REQUIRED ACTION
Reproduce all entries below verbatim. Skip the pictures.

PROVIDED RECORDS
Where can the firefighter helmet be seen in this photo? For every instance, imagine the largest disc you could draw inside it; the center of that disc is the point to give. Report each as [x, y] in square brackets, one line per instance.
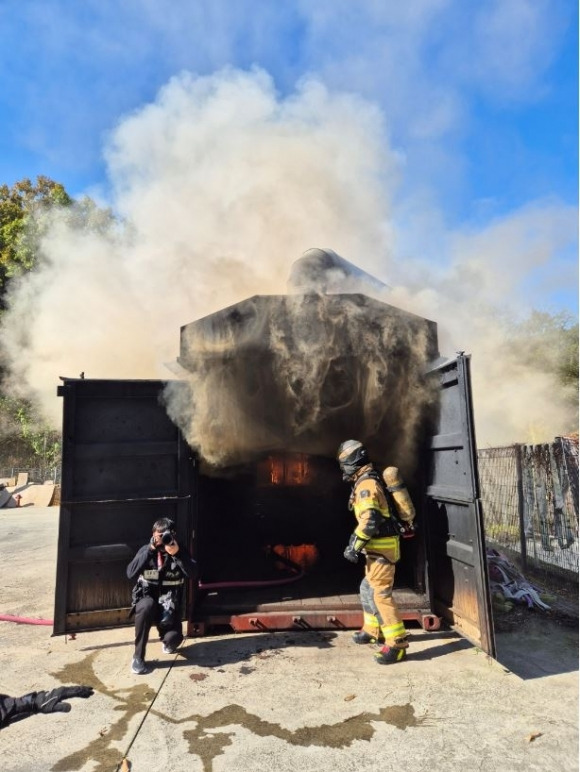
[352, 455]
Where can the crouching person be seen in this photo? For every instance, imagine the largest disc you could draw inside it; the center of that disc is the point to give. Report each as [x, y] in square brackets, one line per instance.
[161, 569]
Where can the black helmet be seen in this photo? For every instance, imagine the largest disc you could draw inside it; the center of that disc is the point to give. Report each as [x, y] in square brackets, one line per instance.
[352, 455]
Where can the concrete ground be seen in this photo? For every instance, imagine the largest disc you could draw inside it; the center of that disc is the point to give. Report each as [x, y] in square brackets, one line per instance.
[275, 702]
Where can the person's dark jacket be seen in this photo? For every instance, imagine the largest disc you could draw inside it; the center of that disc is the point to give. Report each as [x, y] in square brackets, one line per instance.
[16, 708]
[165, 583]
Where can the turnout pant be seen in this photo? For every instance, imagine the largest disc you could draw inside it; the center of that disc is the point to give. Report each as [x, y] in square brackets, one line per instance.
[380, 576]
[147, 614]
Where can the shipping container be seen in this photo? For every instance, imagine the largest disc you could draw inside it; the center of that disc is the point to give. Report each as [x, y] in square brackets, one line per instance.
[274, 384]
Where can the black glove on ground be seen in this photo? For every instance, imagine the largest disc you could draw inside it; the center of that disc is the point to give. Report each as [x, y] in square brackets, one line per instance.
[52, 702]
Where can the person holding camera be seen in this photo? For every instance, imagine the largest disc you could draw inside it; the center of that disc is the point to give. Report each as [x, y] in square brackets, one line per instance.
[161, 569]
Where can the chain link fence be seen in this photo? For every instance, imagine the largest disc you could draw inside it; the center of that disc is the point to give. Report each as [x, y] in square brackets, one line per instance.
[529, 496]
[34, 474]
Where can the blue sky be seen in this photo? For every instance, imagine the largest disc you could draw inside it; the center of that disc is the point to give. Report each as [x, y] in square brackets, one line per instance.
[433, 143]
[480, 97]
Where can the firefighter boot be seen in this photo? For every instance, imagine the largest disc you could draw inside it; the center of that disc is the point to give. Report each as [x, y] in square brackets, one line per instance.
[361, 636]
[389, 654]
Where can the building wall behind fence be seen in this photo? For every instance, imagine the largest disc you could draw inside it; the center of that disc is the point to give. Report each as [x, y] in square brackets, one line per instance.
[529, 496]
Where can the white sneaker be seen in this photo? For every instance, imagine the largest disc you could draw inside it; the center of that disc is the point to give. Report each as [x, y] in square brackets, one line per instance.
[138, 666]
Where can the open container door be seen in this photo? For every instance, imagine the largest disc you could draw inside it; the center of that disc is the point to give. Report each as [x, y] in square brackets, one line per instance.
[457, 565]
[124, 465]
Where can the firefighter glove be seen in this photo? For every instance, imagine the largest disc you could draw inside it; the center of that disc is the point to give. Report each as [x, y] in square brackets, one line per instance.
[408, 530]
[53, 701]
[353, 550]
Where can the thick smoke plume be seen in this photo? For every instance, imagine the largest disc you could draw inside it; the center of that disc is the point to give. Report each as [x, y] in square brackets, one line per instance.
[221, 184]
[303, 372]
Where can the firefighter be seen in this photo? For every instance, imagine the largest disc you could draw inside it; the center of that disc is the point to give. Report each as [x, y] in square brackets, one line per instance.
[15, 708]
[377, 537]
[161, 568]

ANSWER BOX
Where can the firefighter helmet be seen in this photo? For every instance, imagine the largest disc you could draw inside it; the center of that disc is the point to give. Report each as [x, y] in square brackets, one line per instance.
[352, 455]
Where can the crouching person be seen in this photo? For every instance, imagine the largest disc you could draw inside it; the center of that disc is the point to give. Report each as [x, y] in square brackets, one line per instance.
[161, 569]
Where can the black helmet be seen in this photo? For every instance, imagine the largest disc you could draw inside it; the center of that disc is the point to give. Report each as [x, y] in square brackets, one line per instance.
[352, 455]
Where can the concrete ground be seen in this photo? For every instance, imagine the largest disc you could draw inside it; the center of that disc is the point to give. Report each as [x, y] in square brackets, one line per instance.
[275, 702]
Where can the person's dark jacket be seen in this photo? For every instance, imagine the largest disc you could draw inside it; the center of that disc is the point to give. Report each as [x, y] in square brackets, one line per instance.
[16, 708]
[165, 583]
Where can the turnout pant be seen in this photo? For every instance, imagine the largest disc you could draw inside it; the center of that disc is the point to give. Report each as [x, y] in square brackets, one line per instance.
[380, 576]
[147, 614]
Where can the shipping container be seen in this photo? For every instance, imagine the largest disc you could draw inside it; the center of that disc is the point to give. Report each as [x, y] in square brackets, one line per instance.
[274, 384]
Where can the black glove on ground be seen in this photo? For every instance, imagine the largest disc you could draw inside it; the center of that disc is the point to give. Report each as [x, y] in square brackets, one line per instance.
[52, 702]
Where can the person holding camera be seen in this photo? For every instance, imagine the largest disc you could draw inside it; the center of that disc is the point to give. Report each as [x, y] in square brackets, one line per instance.
[161, 569]
Where can the chain link fence be seen in this photo? For every instance, imagine the largest disc you could draw inside it; the center of that disc is the point to give. Report each as [x, y] in square brackets, one line per instance.
[529, 496]
[34, 474]
Where can the blue sky be seen in this photo? For every instance, imagine the largest disc you could draw inside it; the center of that disc is the point to give. Report each as [x, y] in square brackets, one line per instance.
[433, 143]
[480, 97]
Where can the firefighter boot be seen in this photo? For every instance, imagine the largest disc you could draw inside it; the center of that disc is the point to give. Report each as [x, y] in square brackets, one line per instance.
[361, 636]
[389, 654]
Where can the building wall behind fence be seen in this photo? For every instance, imagine the largest disc you could draw inside it; the center of that disc is the point to give. Report each as [x, y] in square brackets, one line per instance.
[529, 496]
Where can the white sneaker be seen in this photo? For every instance, imagine the largest disc you could draw inside it; the center of that disc is the point to give. Report each as [x, y] in square brackets, one line per instance.
[138, 666]
Where can the open container door be seen in this photo? For every instance, imagine the largest disc you could draw inside it; the center of that disc is the point to give. Report each as [x, y] in square brackets, one line per instance.
[457, 565]
[124, 465]
Where can the firefighter glove be seen in this photo? For every instance, imagine the largest disc you could draw inside it; the center of that disc is the point to give. Report each as [x, y] in square brackets, one line per instance.
[408, 530]
[53, 701]
[353, 550]
Where can the thick smoke plume be seen in this photo? For every instance, imagine the largest disc you could draw inside it; the center of that disc is the point to give. Report each as [x, y] in square brackets, one line per instance.
[221, 184]
[303, 372]
Where can the firefighter be seen in this photo? For every instance, imagine the largest disc you could draw inside it; the center of that disc is the point to give. Report each as [x, y] in square brackets, one line per instance.
[15, 708]
[377, 537]
[161, 568]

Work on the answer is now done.